CULTIVATE THE CRAFT OF CREATIVE WRITING WITH RENOWNED AUTHORS

Adab Fest Creative Writing Workshop

27, 28, 29, 30 January 2020: 10 am to 4 pm

Arts Council of Pakistan Karachi (ACPK)

Inclusions

  • Free tuition

  • Free lunch and tea will be provided by Adab Fest during workshop hours

  • Travel, accommodation, and transport are not included and will be the responsibility of workshop participants

Eligibility Criteria

  • Emerging and aspiring writers residing in Pakistan.

  • We will consider all submissions but will give preference to applicants between the ages of 16 and 39.

Submission Guidelines

Submit your CV and an unpublished work (on any topic ) of up to 2,000 words to ameena.saiyid@adabfest.com by 7 December 2019.

WORKSHOP TUTORS AND GUEST SPEAKERS


Aamer Hussein: Adab Fest Creative Writing Workshop Tutor

Born in Karachi in 1955 where he lived until 1968, Aamer studied for 18 months in Ootacamund, India, and then moved to London in 1970. He studied Urdu, Persian, and History at SOAS and later worked as a researcher for films and TV before beginning to write full-time in the mid-1980s.

***

> Set task 1:
Reproduce a section of the workshop announcement word for word, starting at the words "CULTIVATE THE CRAFT" and stopping after the words "Pakistan Karachi (ACPK)".

> Entries pointing to named objects:

***

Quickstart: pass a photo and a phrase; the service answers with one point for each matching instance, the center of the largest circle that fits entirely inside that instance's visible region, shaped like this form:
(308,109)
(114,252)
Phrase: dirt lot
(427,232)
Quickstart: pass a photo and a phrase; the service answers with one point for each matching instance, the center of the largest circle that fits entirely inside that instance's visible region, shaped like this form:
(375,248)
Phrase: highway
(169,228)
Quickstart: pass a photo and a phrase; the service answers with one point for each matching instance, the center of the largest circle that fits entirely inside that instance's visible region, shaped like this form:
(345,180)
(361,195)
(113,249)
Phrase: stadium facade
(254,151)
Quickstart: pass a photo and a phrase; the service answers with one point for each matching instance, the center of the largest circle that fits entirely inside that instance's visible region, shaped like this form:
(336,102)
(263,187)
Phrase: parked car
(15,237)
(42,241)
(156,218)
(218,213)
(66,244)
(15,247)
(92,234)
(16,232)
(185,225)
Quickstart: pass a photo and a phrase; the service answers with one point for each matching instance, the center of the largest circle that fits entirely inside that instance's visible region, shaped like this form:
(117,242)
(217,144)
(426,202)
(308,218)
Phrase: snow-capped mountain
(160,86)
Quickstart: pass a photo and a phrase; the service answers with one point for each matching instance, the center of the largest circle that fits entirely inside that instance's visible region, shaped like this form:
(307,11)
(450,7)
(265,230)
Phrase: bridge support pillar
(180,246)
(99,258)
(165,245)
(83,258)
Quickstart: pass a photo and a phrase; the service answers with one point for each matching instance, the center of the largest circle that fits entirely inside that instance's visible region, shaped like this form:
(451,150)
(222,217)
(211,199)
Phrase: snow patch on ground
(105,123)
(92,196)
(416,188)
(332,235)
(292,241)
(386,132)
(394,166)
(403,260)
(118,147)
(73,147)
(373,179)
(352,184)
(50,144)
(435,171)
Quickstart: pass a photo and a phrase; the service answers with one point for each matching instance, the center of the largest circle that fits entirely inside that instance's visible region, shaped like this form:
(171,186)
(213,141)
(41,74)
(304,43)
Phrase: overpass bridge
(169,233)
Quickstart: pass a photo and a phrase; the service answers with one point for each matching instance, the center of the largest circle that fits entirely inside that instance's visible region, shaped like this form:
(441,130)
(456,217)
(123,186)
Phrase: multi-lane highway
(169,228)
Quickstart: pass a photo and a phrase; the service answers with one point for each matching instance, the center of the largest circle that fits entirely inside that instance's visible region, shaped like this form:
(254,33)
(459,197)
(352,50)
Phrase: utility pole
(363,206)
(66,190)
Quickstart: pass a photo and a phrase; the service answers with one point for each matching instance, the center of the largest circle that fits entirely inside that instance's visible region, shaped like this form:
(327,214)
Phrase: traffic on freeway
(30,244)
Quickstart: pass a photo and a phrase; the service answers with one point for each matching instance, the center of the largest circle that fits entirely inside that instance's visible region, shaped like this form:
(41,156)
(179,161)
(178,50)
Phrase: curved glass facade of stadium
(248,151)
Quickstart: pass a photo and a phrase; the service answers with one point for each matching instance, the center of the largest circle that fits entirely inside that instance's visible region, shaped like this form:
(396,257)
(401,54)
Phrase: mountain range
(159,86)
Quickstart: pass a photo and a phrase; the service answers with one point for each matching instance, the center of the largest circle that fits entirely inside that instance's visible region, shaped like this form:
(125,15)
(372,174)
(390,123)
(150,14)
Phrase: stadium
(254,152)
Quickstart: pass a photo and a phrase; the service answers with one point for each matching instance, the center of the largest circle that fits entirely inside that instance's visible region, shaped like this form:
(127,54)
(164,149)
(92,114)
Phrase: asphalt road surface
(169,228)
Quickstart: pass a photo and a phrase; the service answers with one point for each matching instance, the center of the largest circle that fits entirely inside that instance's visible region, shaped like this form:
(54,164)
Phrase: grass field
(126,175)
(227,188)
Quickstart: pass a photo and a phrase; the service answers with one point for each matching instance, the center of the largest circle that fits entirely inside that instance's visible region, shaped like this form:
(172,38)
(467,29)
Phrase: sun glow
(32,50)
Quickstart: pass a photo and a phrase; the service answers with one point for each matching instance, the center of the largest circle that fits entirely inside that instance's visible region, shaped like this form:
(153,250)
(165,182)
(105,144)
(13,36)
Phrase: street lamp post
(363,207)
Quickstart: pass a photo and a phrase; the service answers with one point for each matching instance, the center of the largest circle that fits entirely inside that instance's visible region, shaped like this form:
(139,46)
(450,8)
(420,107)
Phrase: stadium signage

***

> Set task 2:
Find every line in the records that contains the string "facade", treating uppercase and lowercase as different, and copy each of those lines.

> Exercise result 1:
CULTIVATE THE CRAFT OF CREATIVE WRITING WITH RENOWNED AUTHORS

Adab Fest Creative Writing Workshop

27, 28, 29, 30 January 2020: 10 am to 4 pm

Arts Council of Pakistan Karachi (ACPK)

> Exercise result 2:
Phrase: stadium facade
Phrase: curved glass facade of stadium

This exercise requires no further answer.